• **What you should do**: Put the lines below into a JSON list of strings, one string per line, and skip any blank lines. Don't include the pictures.

Lines taken from a collection
::::

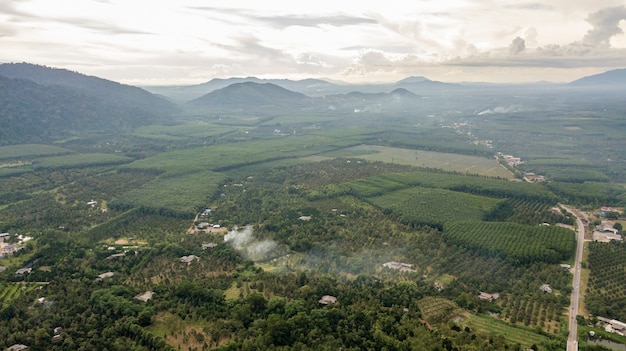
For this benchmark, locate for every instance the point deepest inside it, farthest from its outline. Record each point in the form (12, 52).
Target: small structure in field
(402, 267)
(189, 259)
(546, 288)
(328, 299)
(489, 297)
(105, 275)
(145, 296)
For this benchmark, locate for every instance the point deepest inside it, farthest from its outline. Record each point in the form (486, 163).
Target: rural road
(572, 343)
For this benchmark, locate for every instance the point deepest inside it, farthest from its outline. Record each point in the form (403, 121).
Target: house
(115, 256)
(203, 225)
(489, 297)
(105, 275)
(189, 259)
(613, 325)
(328, 299)
(402, 267)
(546, 288)
(20, 272)
(145, 296)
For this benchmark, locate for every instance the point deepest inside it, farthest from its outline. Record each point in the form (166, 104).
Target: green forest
(191, 227)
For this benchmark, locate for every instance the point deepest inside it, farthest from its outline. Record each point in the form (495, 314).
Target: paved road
(572, 343)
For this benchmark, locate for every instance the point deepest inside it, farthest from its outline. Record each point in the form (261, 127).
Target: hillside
(109, 92)
(614, 78)
(40, 104)
(250, 95)
(185, 93)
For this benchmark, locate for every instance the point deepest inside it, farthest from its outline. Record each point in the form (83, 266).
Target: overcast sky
(150, 42)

::::

• **Finished answer**:
[
  "For this benchmark, locate for every instance the point deepest inside it, farthest from its outline. Record each point in the form (12, 52).",
  "Target: small structure in field",
  "(402, 267)",
  "(189, 259)",
  "(546, 288)",
  "(328, 299)",
  "(489, 297)",
  "(105, 275)",
  "(145, 296)",
  "For this benchmark, locate for every instance the point deepest inside it, farthest from its outline. Record each point in the form (486, 163).",
  "Target: rural road",
  "(572, 343)",
  "For this benchmark, locate for every instance the point deepest inside it, farthest from its outline. Record each point in the form (403, 121).",
  "Target: house",
  "(115, 256)",
  "(203, 225)",
  "(489, 297)",
  "(105, 275)",
  "(189, 259)",
  "(613, 325)",
  "(328, 299)",
  "(402, 267)",
  "(546, 288)",
  "(20, 272)",
  "(145, 296)",
  "For this benchmark, locate for every instance the point deepest inside it, farthest from its outline. Record each point in the form (166, 104).",
  "Target: green forest",
  "(191, 227)",
  "For this benchmark, locate for every instance the point deepest inside it, farthest from its outline. Record each point in the form (495, 314).",
  "Target: paved road",
  "(572, 343)",
  "For this benchmark, locate for every instance the point deepest inside it, farthest from its outline. Record each point in the form (261, 127).",
  "Target: hillside",
  "(109, 92)",
  "(614, 78)",
  "(40, 104)",
  "(250, 95)",
  "(185, 93)",
  "For this benchmark, locate for every instance the point deepest inside it, farthest from its outline. Record each point in the form (83, 266).",
  "Target: overcast sky",
  "(150, 42)"
]